本文抜粋:
どこから聴いても〈ソウル〉が溢れる珠玉の良品たち――(1)

連載
360°
公開
2012/07/18   14:00
更新
2012/07/18   14:00
ソース
bounce 345号(2012年6月25日発行)
テキスト
ディスクガイド/池谷昌之、林 剛、出嶌孝次


INNOSPHERE 『Shine』 TruSoul/SWEET SOUL (2010)

シカゴ出身の男女ユニット。ジル・スコットを思わせるディープさを持つニナ・ラエの詩と歌をメインとするネオ・ソウルだが、それが硬質なヒップホップ・トラックに乗っているのが本作の特色だろう。クリーンで固い印象のビートが、かえってヴォーカルの揺らぎやニュアンスを際立たせている。*池谷

 

AMBER OJEDA 『Here I Am』 Amber Ojeda/SWEET SOUL (2010)

データ抜粋:
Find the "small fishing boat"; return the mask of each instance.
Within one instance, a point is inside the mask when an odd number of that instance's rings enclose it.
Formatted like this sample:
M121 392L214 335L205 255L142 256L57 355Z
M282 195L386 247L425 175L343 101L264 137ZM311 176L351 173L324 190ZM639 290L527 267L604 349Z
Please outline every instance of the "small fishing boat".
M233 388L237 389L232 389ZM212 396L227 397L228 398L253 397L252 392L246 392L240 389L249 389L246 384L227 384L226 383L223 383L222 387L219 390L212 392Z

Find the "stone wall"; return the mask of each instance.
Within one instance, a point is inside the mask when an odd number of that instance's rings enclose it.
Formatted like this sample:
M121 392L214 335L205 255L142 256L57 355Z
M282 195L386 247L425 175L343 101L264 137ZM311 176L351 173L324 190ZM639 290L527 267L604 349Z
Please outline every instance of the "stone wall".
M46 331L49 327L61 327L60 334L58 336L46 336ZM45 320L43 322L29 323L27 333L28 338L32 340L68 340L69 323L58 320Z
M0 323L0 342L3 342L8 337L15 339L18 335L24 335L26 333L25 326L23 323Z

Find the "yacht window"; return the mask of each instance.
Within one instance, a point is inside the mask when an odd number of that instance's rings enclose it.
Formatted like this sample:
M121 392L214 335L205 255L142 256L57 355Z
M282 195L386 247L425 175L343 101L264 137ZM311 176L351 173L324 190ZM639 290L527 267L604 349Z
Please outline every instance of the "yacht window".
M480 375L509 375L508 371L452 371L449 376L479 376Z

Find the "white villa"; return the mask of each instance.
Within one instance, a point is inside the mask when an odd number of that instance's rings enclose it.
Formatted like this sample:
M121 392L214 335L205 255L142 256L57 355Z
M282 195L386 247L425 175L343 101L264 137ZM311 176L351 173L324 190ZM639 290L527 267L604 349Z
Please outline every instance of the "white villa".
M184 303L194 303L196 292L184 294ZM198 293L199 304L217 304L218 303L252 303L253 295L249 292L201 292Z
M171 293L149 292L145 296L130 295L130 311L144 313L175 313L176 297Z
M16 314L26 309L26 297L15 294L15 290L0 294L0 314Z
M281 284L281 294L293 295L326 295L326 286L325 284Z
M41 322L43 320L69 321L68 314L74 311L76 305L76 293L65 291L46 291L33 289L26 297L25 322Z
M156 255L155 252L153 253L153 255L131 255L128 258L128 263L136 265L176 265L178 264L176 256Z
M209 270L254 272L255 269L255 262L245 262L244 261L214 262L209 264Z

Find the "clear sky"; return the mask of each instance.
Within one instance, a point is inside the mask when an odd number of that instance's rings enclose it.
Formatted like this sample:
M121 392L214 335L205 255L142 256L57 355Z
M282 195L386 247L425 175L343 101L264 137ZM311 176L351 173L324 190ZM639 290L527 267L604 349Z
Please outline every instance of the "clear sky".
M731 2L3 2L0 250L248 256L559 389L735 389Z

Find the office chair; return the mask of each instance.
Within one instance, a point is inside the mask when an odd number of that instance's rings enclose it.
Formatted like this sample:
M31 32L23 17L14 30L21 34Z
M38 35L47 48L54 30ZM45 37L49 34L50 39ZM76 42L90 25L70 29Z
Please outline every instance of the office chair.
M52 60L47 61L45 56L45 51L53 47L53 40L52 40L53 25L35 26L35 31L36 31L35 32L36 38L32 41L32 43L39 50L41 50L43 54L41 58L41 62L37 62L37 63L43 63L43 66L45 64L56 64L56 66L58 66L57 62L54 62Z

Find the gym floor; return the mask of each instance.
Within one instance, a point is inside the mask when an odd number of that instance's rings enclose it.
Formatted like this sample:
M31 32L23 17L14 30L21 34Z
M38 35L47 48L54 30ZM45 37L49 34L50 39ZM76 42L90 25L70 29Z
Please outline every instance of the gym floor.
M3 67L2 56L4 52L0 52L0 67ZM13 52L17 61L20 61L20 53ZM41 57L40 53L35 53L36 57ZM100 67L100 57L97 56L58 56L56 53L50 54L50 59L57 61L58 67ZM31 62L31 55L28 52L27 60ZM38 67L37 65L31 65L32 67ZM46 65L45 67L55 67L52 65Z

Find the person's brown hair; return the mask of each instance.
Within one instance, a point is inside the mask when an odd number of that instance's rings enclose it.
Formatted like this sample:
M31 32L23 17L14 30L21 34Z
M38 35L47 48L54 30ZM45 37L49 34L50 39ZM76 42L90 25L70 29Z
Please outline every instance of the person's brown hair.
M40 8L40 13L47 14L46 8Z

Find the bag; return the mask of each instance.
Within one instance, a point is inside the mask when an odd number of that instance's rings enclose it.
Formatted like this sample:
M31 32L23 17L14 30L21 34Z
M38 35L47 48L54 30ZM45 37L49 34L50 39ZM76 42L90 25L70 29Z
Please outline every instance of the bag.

作業指示:
A. ディスクガイドについて、次の問いに答えてください。
(i) 掲載元の bounce は何号ですか。
(ii) INNOSPHERE はどこの出身ですか。
(iii) ニナ・ラエの詩と歌のディープさは、誰を思わせると書かれていますか。
B. ディスクガイドの執筆者として挙げられている人名をすべて書き出してください。
C. ディスクガイドの最後の行、AMBER OJEDA『Here I Am』に続けて、その紹介文を書き進めてください。
項目を参照する必要はありません。

解答一覧:
A.
(i) 345号
(ii) シカゴ
(iii) ジル・スコット

B. 池谷昌之、林 剛、出嶌孝次

C.
カリフォルニアはサンディエゴ出身のシンガーによるデビュー作。ジャズ・ヴォーカルの素養を窺わせるアンニュイな歌声が持ち味で、洒脱にスウィングする“Hype Love”や、ヒップホップ・ソウル的なビートとジャズ・ピアノが絡む“Don't Rush”でたゆたう姿が実によく似合う。*池谷

 

SOULPERSONA 『Soulacoaster』 Digisoul/SWEET SOUL (2011)

〈ネオ・ソウル界の秘密兵器〉とでも呼びたいUKの俊英クリエイターによるプロジェクト盤。甘美でクールなアレンジに包まれながら、ダリエンなど欧米のインディー・シンガーが歌声を解き放つ秀作で、ランプのメンバー参加からもわかるようにロイ・エアーズ的メロウネスが全編を覆い尽くす。*林

 

JEREMY JAMES 『For You』 LIX/SWEET SOUL (2011)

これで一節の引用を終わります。